Excerpted text>
——————
It is late afternoon and darkness has fallen. The ring lights are on, and way down on the field pens the temporary light twinkle brightly as they dance in the evening breeze. A chill is settling in the auction ring, but the seats are still full and the lambs keep coming. The same phrases keep coming over the tannoy, “high- gone lambs”, look at the colour”, “here’s some power”. Meanwhile the drovers are working away at the same pace, never breaking stride. At the bottom of the yard the café is doing trade. Up the stairs on the loft, farmer and buyers are sharing the long tables, eating pie and peas or a selection of cold meats. The young auctioneer hopes there will be something left for him at the end of the day. He has no wife to go home to and no supper waiting. That will come rather later in life.

It’s almost 10pm. The sale has been running for 12 ½ hours non- stop. In the Joiners Arms some of the farmers who were sold in the first half an hour, have been in the pub since them. Two of them are now downing their 30th pint.

In the sale ring, all of a sudden the shout comes from behind the oak doors “last chance tonight”. In a flash the last pen of sheep for sale has entered the ring and been sold. The auctioneer, the fourth of the day, thanks everyone for their attendance and bidding. In seconds the ring seats have emptied and an eerily cold and still calm pervades the air along with the rank smell of sheep dip and soiled sawdust. A drover quickly begins to sweep the steps. He once found a tenner under the seats after a sale and has been looking out for another after every sale since.

There is a large queue of buyers in the auction office. The clerks are exhausted, white faced with the mental strain of a 12 hour shift, counting money, writing bills and taking cheques. As soon as the last buyer is accounted for they will be away.

The two youngest auctioneers scroll through the lot sheets writing the sale report and selecting the highest prices and best flock averages. Immediately after they head for the café for foo,d a warm up and plenty of banter with the lasses.
——————
Information shown>
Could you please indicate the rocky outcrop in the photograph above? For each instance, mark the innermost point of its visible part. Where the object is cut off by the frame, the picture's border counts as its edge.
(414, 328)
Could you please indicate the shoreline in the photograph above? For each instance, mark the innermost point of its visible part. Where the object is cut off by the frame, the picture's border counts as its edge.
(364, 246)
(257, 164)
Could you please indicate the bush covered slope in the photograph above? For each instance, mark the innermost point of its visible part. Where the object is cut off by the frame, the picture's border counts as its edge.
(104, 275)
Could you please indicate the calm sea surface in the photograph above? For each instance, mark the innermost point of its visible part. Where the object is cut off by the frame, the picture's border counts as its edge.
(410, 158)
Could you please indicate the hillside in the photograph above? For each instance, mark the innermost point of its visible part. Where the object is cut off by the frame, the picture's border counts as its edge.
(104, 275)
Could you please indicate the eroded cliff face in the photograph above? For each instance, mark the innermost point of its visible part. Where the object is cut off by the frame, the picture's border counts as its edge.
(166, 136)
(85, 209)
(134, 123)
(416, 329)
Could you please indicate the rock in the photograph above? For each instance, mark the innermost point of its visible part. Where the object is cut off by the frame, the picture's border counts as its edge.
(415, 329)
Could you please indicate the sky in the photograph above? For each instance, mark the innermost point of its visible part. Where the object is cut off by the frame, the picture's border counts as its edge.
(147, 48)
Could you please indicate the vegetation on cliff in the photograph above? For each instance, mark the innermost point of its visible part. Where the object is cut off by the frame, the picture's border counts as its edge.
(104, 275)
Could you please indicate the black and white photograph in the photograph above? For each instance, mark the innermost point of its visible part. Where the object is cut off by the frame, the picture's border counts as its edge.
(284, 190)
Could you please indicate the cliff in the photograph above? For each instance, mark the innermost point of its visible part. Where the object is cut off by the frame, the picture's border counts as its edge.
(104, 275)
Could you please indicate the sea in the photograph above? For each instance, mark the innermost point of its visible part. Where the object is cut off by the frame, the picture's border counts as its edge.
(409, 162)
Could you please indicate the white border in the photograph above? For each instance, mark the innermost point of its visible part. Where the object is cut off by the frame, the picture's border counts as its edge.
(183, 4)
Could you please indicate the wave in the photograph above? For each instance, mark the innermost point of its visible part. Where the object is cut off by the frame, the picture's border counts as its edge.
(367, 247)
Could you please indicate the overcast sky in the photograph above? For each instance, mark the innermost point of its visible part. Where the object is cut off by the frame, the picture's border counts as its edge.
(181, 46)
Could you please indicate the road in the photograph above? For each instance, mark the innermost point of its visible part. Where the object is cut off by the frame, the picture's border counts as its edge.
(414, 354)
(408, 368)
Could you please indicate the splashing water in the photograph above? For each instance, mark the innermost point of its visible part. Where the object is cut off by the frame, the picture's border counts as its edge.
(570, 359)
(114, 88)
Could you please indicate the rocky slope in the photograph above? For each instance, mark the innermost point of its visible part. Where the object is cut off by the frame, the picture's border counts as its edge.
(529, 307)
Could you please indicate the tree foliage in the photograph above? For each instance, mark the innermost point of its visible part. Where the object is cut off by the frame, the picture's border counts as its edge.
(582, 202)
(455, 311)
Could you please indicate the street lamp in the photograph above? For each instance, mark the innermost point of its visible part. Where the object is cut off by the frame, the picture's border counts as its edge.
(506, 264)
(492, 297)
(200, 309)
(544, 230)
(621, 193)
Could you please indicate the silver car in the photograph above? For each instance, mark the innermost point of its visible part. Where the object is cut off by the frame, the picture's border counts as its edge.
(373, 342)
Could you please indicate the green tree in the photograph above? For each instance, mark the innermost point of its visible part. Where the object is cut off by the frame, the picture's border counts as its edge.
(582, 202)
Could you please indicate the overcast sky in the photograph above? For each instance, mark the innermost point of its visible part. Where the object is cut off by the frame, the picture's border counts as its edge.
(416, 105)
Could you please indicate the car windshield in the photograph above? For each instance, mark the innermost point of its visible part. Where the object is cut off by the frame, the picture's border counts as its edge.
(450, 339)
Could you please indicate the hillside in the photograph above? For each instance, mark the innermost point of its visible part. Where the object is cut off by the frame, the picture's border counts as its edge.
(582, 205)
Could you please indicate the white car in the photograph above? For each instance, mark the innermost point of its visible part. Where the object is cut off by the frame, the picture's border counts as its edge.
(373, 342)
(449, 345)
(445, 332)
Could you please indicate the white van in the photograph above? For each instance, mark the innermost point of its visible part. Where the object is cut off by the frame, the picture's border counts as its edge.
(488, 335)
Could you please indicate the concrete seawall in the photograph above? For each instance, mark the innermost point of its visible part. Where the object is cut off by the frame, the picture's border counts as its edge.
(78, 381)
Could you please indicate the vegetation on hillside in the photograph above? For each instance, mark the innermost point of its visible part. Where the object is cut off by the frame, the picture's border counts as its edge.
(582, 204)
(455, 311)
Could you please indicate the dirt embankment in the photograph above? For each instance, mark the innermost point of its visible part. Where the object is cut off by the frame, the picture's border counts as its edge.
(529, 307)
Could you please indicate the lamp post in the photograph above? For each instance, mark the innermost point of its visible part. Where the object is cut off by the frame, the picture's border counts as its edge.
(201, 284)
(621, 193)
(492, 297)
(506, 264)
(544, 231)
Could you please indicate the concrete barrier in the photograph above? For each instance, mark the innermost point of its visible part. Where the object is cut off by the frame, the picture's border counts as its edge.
——————
Task to complete> Repeat the passage of the sheep sale text starting with "It’s almost 10pm." and going on through "their 30th pint.". The rows can be set aside; nothing here depends on them.

Exercise result>
It’s almost 10pm. The sale has been running for 12 ½ hours non- stop. In the Joiners Arms some of the farmers who were sold in the first half an hour, have been in the pub since them. Two of them are now downing their 30th pint.